- REQUEST
Reproduce the records below in their entirety, character for character.

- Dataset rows
+++++

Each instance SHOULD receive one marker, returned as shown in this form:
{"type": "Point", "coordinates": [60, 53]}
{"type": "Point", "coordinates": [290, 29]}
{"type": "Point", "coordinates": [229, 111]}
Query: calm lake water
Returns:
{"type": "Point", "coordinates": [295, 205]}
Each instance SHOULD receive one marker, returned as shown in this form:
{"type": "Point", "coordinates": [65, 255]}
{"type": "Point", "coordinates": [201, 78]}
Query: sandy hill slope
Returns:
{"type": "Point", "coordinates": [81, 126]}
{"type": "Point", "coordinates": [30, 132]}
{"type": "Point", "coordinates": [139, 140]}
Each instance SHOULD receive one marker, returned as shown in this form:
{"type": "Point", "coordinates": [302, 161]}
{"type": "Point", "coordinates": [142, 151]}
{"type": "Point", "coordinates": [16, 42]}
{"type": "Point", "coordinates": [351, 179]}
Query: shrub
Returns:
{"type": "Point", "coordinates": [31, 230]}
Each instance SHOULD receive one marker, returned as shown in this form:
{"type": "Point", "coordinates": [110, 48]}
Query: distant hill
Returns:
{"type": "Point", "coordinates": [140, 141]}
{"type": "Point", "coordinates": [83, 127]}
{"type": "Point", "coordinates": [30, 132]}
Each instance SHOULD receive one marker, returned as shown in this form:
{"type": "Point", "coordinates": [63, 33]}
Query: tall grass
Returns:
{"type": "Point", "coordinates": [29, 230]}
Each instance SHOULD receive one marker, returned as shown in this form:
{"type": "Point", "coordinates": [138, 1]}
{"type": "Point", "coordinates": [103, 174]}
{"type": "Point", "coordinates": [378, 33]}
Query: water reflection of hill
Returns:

+++++

- SOLUTION BELOW
Each instance SHOULD receive one marker, returned as shown in this form:
{"type": "Point", "coordinates": [60, 53]}
{"type": "Point", "coordinates": [290, 29]}
{"type": "Point", "coordinates": [229, 111]}
Query: calm lake water
Returns:
{"type": "Point", "coordinates": [295, 205]}
Each instance SHOULD receive one marker, returned as shown in this form:
{"type": "Point", "coordinates": [65, 255]}
{"type": "Point", "coordinates": [201, 78]}
Query: sandy hill slope
Returns:
{"type": "Point", "coordinates": [81, 126]}
{"type": "Point", "coordinates": [30, 132]}
{"type": "Point", "coordinates": [139, 140]}
Each instance SHOULD receive one marker, returned as shown in this form:
{"type": "Point", "coordinates": [302, 161]}
{"type": "Point", "coordinates": [142, 151]}
{"type": "Point", "coordinates": [16, 42]}
{"type": "Point", "coordinates": [351, 179]}
Query: shrub
Returns:
{"type": "Point", "coordinates": [31, 230]}
Each instance SHOULD receive one marker, returned as shown in this form:
{"type": "Point", "coordinates": [110, 48]}
Query: distant hill
Returns:
{"type": "Point", "coordinates": [140, 141]}
{"type": "Point", "coordinates": [83, 127]}
{"type": "Point", "coordinates": [30, 132]}
Each instance SHOULD receive one marker, returned as shown in this form:
{"type": "Point", "coordinates": [63, 33]}
Query: tall grass
Returns:
{"type": "Point", "coordinates": [29, 230]}
Each instance SHOULD receive one marker, returned as shown in this form:
{"type": "Point", "coordinates": [138, 1]}
{"type": "Point", "coordinates": [103, 174]}
{"type": "Point", "coordinates": [378, 33]}
Query: water reflection of hill
Returns:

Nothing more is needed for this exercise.